• [Задание 1]:
Ответьте по тексту о Мангеровской премии на три вопроса:
(a) Когда и где родился Ицик Мангер?
(b) В каком году была получена Мангеровская премия?
(c) Какому театру отдали второе отделение вечера?
• [Задание 2]: Объясните по тексту о Мангеровской премии, почему намеченная речь «здесь не пройдет». Ответ дайте в одном–трех предложениях.
• [Задание 3]: Замените в тексте о Мангере «отцу» на «деду» и приведите фрагмент, который начинается со слов «ЛЕВ БЕРИНСКИЙ» и заканчивается словами «крякнет да плюнет!».

Три отражения
24.04.2016 Блог
Ицик МАНГЕР: 30 мая 1901, Черновицы, Австро-Венгрия — 21 февраля 1969, Тель-Авив, Израиль — еврейский поэт, писавший на идишe. Имя Ицика Мангера носит еврейская библиотека г. Кишинёва.
…………………………………………………………………………………………………………………………………..
ЛЕВ БЕРИНСКИЙ
МАНГЕР. ТРИ ОТРАЖЕНИЯ
Новости:
мать говорит, что, мол, старшего брата
у меня никогда, говорит, не бывало, а стоит к отцу
подойти с деликатным этим вопросом –
только крякнет да плюнет!
Л. Б. «Майн элтэрэр брудэр», 1982
Когда я в 97-м получал Мангеровскую премию, эту, как меня предупреждали, идиш-Нобелевку, я, поднимаясь на торжественно обставленную сцену, уже держал, конечно, в кармане листок с тремя-четырьмя пунктиками моего спича. Но, обозрев зал, полный писателей, профессоров, журналистов и просто энтузиастов сей достойной культуры, их наскально-сосредоточенные, а у кого и воздухом поднадутые лица, я понял, что моя набросанная было в уме речушка здесь не пройдет. Место оказалось непробиваемое, и дело предстояло серьезное – никаких штучек-дрючек. Для веселья публике отведено было второе, отданное театру «Идишпил», отделение – там уж, рабойсай, и обхохочетесь, а моя сугубая роль – сказать что-нибудь продуманно-страстное, про величие и бессмертие этой культуры и про мой, разумеется, весьма скромный (а уж живой классик чуть позже поправит меня) вклад в неё.
Газетчики в первом ряду перешучивались о чем-то своем, текст завтрашнего репортажа в газету уже был готов у каждого…
Подойдя к микрофону, я вдруг услышал свой собственный голос, произносящий начальные строчки моего же «бредового» стихотворения «Унтер дер зун», и я, не мешая ему на его бессарабском идише дошпрехать и закончить вульгарным – по тексту – ”all right”, и даже забыв поблагодарить публику за искреннее, ну просто натужное старание понять что-нибудь в том стишке, – занял почетное свое на подиуме место: Dixi.

• [Список записей]:
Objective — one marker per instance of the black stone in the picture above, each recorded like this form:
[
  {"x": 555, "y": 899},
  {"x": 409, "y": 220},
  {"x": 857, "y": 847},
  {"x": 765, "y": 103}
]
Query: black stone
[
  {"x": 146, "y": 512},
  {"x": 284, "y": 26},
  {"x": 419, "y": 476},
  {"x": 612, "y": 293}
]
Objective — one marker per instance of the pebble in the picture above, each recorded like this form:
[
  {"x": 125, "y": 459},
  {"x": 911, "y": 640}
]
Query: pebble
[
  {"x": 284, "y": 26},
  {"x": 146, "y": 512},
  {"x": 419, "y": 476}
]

• [Ожидаемый ответ 1]:
(a) 30 мая 1901 года в Черновицах, Австро-Венгрия.
(b) В 97-м.
(c) Театру «Идишпил».

• [Ожидаемый ответ 2]: Зал был полон писателей, профессоров, журналистов и энтузиастов с сосредоточенными лицами, и дело предстояло серьезное, без всяких штучек. Веселье отводилось второму отделению, а от выступающего ждали продуманно-страстного слова о величии и бессмертии этой культуры.

• [Ожидаемый ответ 3]:
ЛЕВ БЕРИНСКИЙ
МАНГЕР. ТРИ ОТРАЖЕНИЯ
Новости:
мать говорит, что, мол, старшего брата
у меня никогда, говорит, не бывало, а стоит к деду
подойти с деликатным этим вопросом –
только крякнет да плюнет!